::: PAGE EXCERPT
Colocation facilities also have clearly defined power specifications that indicate how much power they can supply to each cabinet. For high-density deployments, colocation customers need to find a data center infrastructure able to provide between 10 to 20 kW of power per cabinet.
While a company with much lower power needs might not be concerned with these limits initially, they should always keep in mind that their power requirements could increase over time as they grow. Scaling operations within a data center environment with the power design to accommodate them is often preferable to the hassle of migrating to an entirely different facility.
How are Data Centers Cooled?
Traditional data center cooling techniques use a combination of raised floors and computer room air conditioner (CRAC) or computer room air handler (CRAH) infrastructure. The CRAC/CRAH units would pressurize the space below the raised floor and push cold air through the perforated tiles and into the server intakes.
Once the cold air passed over the server’s components and vented out as hot exhaust, that air would be returned to the CRAC/CRAH for cooling. Most data centers would set the CRAC/CRAH unit’s return temperature as the main control point for the entire data floor environment.
The problem with this deployment is that it’s inefficient and lacks any fine-tuned control. Cold air simply vented into the server room.
While this worked well enough for small, low-density deployments with low power requirements, it worked less well for larger, higher-density data floors. That’s why most facilities adopted hot aisle and cold aisle containment strategies to physically separate the cool air intended for the server’s intakes from the hot air being expelled by its exhaust vents.
Preventing this air from mixing results in more consistent temperatures and maximizes efficiency by ensuring that cold air remains cold and hot air is directed to the air handlers without raising the temperature of the ambient environment. Modern data centers use a variety of innovative data center cooling technologies to maintain ideal and efficient operating conditions.
These solutions run the gamut from basic fans to much more complex heat transfer technologies. Some of them even rely upon external sources of cold air or water to facilitate much more energy-efficient data center cooling.
What is the Difference Between CRAC and CRAH Units?
A computer room air conditioner (CRAC) unit isn’t all that different from a conventional AC unit that uses a compressor to keep refrigerant cold. They operate by blowing air over a cooling coil that’s filled with refrigerant. Relatively inefficient, they generally run at a constant level and don’t allow for precision cooling controls.
Computer room air handlers (CRAHs), on the other hand, use a chilled water plant that supplies the cooling coil with cold water. Air is cooled when it passes over this coil.
While the basic principle is similar to a CRAC unit, the big difference is the absence of a compressor, which means the CRAH consumes much less energy overall.
What is the Ideal Temperature for a Data Center?
According to the American Society of Heating, Refrigerating, and Air Conditioning Engineers (ASHRAE), the average temperature for server inlets (that is, the air that’s being drawn into the server to cool the interior components) should be between 18 and 27 degrees Celsius (or 64.4 to 80.6 degrees Fahrenheit) with a relative humidity between 20 to 80 percent. This is quite a large band, however, and the Uptime Institute advises an upper limit of 25 degrees Celsius (77 degrees Fahrenheit).
Keep in mind that this is the recommended temperature for the actual server inlets, not the entire server room. The air around the servers is going to be warmer simply due to the dynamics of heat transfer.
High-density servers, in particular, generate a tremendous amount of heat. That’s why most server rooms tend to be much colder than the above limits, usually around 19 or 21 degrees Celsius (66 to 70 degrees Fahrenheit).
::::::
— YOUR INSTRUCTIONS —
In the data center excerpt, what upper limit for server inlet temperature does the Uptime Institute advise?
::: DATA
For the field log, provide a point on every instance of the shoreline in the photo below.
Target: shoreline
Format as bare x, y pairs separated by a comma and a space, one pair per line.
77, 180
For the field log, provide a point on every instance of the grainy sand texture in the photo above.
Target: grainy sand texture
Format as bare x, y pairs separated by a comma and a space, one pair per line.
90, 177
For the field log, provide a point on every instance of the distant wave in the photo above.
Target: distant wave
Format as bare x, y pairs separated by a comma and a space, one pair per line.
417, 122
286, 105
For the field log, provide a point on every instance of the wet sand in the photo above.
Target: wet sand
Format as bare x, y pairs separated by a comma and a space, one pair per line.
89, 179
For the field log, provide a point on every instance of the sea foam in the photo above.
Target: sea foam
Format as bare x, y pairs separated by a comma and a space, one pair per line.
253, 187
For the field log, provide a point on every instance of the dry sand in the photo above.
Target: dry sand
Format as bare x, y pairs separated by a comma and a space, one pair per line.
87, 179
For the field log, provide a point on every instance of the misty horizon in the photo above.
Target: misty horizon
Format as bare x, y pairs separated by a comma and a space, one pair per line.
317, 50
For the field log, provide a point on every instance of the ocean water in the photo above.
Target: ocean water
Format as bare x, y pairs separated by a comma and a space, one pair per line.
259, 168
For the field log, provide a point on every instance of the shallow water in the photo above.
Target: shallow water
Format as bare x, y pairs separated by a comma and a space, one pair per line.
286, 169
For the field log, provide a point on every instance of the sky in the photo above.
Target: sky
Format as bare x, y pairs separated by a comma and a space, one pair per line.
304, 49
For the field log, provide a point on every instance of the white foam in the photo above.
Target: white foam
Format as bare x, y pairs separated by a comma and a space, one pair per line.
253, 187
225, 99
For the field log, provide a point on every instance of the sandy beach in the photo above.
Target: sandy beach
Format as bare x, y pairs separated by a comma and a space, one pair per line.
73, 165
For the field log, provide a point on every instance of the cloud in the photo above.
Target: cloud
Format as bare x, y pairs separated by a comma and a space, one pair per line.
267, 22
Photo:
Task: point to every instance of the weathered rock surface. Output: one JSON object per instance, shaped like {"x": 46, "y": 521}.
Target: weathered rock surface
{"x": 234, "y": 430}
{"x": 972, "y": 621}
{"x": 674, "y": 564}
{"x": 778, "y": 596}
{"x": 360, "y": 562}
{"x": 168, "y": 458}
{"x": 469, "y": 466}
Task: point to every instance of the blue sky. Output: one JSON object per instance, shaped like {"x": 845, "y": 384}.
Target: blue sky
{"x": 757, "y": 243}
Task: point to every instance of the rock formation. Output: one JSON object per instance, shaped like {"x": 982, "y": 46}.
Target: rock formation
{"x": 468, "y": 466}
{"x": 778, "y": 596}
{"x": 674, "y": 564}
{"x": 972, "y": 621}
::::::
— ANSWER TO THE EXERCISE —
25 degrees Celsius (77 degrees Fahrenheit).